+++ Data
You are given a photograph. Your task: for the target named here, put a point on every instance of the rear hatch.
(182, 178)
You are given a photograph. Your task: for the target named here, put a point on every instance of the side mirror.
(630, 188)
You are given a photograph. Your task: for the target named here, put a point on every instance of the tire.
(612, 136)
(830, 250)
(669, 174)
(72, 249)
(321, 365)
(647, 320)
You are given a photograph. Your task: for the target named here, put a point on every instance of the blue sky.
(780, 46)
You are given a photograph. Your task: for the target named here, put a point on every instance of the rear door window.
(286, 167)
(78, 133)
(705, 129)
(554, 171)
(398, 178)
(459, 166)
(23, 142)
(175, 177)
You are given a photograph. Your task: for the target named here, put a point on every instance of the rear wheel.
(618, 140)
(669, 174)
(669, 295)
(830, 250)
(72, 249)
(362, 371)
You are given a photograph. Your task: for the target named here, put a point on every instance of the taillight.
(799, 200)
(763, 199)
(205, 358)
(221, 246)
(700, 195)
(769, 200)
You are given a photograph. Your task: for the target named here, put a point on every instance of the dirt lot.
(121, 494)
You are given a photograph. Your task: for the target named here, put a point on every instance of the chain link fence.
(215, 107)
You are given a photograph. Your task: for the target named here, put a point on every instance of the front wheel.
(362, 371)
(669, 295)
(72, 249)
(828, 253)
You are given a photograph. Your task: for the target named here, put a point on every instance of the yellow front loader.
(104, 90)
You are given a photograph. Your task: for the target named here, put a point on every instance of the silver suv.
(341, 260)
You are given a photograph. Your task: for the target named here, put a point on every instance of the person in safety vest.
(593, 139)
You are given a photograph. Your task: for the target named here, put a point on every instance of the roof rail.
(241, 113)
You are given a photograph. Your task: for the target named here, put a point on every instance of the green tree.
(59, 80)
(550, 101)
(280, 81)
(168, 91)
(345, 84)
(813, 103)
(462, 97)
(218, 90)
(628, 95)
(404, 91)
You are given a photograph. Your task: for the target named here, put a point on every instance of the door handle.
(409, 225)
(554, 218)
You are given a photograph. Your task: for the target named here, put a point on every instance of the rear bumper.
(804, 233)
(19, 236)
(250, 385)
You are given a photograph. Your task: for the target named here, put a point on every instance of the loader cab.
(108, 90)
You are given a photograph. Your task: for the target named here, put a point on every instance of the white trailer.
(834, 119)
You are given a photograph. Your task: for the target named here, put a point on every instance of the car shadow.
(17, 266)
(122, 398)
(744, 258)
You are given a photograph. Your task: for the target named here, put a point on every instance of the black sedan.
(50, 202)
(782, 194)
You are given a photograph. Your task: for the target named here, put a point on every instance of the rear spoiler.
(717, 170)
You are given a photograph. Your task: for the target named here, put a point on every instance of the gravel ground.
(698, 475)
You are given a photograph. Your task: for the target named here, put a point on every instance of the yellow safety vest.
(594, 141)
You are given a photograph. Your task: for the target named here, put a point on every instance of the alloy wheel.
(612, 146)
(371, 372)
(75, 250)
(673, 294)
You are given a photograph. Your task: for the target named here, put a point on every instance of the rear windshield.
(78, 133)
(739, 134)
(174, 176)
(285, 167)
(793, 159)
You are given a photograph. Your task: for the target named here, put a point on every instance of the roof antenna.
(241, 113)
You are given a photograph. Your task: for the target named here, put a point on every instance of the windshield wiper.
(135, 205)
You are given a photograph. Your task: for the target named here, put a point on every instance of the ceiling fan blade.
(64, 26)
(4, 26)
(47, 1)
++++++
Exercise objective: From the line that contains "the roof antenna." down to the last line above, print each line exactly as it appears.

Answer area:
You are given a photograph. Your task: for the target named here, put a point on every instance of the roof antenna.
(241, 113)
You are given a photograph. Your task: for the target named here, put a point on every instance of the windshield wiper.
(135, 205)
You are given a photograph. Your task: for the target named here, put a point on every instance of the ceiling fan blade.
(64, 26)
(4, 26)
(47, 1)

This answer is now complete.